**AIM**. Copy the material below word for word, from its first line through the line containing "[317,517,406,683]", including that line.

**RAW RECORDS**.
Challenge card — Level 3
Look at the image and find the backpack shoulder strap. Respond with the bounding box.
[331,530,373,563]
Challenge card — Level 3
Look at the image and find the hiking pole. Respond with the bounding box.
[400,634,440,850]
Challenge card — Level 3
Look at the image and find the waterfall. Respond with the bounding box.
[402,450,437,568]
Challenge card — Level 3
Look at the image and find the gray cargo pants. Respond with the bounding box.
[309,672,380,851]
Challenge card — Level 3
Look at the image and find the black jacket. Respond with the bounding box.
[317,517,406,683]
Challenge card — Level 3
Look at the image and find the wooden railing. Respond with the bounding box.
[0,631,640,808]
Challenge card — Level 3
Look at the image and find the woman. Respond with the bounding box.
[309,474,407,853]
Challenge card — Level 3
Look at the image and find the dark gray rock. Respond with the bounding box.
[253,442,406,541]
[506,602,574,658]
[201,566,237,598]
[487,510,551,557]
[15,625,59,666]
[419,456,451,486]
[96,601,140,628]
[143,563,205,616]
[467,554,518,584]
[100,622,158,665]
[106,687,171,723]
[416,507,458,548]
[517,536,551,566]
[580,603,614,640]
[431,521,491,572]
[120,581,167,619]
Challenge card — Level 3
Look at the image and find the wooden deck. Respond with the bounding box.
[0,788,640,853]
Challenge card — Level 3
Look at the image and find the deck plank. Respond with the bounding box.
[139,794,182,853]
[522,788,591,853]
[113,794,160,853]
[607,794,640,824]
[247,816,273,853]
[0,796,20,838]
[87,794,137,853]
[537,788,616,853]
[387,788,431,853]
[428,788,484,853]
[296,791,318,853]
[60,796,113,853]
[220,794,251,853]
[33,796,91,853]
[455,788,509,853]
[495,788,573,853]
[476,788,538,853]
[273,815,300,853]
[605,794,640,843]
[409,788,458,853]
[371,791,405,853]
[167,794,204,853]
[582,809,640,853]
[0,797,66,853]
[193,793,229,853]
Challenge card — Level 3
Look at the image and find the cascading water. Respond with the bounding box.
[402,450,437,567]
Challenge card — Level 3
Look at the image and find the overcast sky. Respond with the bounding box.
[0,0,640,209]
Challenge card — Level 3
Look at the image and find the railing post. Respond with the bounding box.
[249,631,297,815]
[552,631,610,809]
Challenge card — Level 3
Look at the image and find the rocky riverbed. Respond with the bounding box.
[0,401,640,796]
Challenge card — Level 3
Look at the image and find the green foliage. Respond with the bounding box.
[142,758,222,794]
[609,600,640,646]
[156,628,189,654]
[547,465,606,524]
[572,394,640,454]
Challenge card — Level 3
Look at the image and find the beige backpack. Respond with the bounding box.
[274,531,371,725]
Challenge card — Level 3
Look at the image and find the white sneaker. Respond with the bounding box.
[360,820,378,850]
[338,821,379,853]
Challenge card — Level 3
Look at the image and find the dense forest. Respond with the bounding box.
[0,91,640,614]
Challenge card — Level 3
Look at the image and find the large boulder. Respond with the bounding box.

**TASK RESPONSE**.
Challenge card — Level 3
Look at the image and find the backpack shoulder strap. Respond with the bounding box.
[331,530,373,563]
Challenge card — Level 3
Look at the image and find the hiking pole. Respond with the bounding box.
[400,634,440,850]
Challenge card — Level 3
Look at the image and find the waterfall. Respond with the bounding box.
[402,450,437,568]
Challenge card — Level 3
Look at the image and find the gray cargo pants. Respond with the bounding box.
[309,672,380,851]
Challenge card — Level 3
Look at the image and find the black jacket. Respond with the bounding box.
[317,517,406,683]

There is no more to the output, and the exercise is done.